- **Stated exercise**
Copy the data below word for word, from the line that contains "Where can you see the dry" through the line that contains "column 121, row 174", both included.

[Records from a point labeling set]
══════════════════════════════

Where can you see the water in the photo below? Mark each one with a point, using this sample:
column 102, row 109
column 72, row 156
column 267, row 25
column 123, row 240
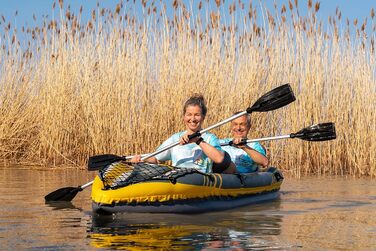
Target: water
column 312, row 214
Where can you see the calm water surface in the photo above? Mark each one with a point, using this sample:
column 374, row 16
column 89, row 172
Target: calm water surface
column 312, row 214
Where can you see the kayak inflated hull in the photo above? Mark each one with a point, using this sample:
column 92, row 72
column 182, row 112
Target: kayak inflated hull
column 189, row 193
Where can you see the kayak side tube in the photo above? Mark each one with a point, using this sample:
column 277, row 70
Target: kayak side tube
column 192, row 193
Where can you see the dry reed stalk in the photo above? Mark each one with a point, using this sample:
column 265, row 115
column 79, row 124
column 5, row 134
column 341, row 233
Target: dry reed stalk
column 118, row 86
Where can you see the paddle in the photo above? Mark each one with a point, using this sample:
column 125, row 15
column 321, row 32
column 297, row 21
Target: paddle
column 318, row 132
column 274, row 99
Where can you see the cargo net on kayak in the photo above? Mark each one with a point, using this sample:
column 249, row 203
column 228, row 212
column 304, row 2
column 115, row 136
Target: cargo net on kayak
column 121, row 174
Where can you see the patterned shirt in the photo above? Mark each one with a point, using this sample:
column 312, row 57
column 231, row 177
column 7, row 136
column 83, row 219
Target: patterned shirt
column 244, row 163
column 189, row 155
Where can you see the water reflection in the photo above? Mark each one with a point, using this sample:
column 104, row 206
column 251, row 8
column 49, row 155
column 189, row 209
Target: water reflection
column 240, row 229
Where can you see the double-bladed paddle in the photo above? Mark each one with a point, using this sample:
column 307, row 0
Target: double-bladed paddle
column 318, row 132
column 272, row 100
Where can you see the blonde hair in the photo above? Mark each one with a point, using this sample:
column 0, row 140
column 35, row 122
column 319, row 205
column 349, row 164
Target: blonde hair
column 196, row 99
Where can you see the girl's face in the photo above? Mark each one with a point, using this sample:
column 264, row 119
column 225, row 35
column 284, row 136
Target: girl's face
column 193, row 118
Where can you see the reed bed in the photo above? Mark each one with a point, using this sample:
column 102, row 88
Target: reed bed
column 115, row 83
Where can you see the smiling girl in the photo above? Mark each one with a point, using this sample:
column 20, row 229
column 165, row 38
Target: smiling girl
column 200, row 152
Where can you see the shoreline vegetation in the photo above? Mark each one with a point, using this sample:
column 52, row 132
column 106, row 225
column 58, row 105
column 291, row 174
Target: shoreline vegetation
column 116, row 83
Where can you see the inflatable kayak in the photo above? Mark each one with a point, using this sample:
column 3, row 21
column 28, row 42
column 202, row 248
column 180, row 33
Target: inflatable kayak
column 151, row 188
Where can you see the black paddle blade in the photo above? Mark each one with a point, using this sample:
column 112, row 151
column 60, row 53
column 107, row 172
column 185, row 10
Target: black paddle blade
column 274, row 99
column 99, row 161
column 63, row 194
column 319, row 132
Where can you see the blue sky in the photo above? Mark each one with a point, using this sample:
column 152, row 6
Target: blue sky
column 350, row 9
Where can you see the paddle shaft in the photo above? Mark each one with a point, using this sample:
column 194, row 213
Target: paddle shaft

══════════════════════════════

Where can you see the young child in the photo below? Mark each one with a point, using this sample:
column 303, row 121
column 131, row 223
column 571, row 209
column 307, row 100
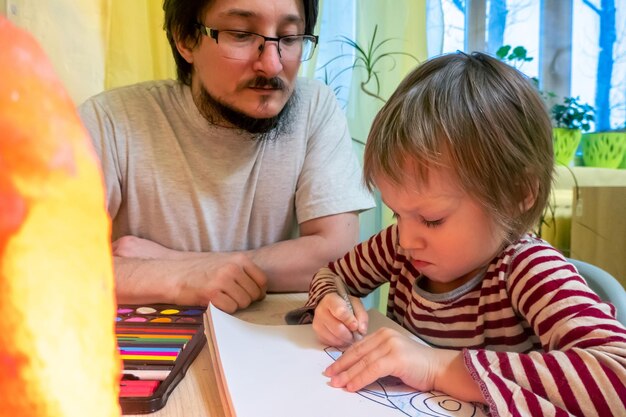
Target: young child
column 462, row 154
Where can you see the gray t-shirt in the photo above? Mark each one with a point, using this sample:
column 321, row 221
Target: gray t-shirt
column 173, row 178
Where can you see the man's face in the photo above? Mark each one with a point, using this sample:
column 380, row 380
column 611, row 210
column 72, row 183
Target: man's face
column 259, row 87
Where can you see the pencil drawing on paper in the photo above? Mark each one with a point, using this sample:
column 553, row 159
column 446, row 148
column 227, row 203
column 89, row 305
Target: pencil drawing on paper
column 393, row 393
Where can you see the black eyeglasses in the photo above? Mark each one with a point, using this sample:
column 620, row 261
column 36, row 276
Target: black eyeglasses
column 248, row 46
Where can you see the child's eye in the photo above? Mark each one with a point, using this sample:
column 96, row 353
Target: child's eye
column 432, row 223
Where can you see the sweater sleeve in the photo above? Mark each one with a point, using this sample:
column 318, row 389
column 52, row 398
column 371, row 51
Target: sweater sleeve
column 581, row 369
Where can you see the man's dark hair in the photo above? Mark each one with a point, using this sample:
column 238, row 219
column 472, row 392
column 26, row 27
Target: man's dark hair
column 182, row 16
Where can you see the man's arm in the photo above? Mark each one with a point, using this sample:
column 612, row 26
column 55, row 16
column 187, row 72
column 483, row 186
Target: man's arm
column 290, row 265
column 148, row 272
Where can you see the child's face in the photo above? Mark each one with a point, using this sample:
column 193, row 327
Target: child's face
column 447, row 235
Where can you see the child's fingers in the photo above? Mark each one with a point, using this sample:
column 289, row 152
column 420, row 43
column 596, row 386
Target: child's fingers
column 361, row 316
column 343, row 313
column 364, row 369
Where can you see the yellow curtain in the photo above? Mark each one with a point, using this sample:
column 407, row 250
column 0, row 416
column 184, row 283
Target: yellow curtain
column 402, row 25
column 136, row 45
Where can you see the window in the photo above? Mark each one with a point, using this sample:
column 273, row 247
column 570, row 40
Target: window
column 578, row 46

══════════════════════════════

- **Finished exercise**
Where can you see the dry reed stalk in the photo above? Mark each one with a point, using this sample:
column 265, row 115
column 79, row 124
column 5, row 134
column 341, row 233
Target: dry reed stalk
column 118, row 86
Where can you see the paddle in the photo above? Mark each one with a point, using this sample:
column 125, row 15
column 321, row 32
column 297, row 21
Target: paddle
column 318, row 132
column 274, row 99
Where can you see the cargo net on kayak in the photo above? Mark each one with a point, using this sample:
column 249, row 203
column 228, row 212
column 304, row 2
column 115, row 136
Target: cargo net on kayak
column 121, row 174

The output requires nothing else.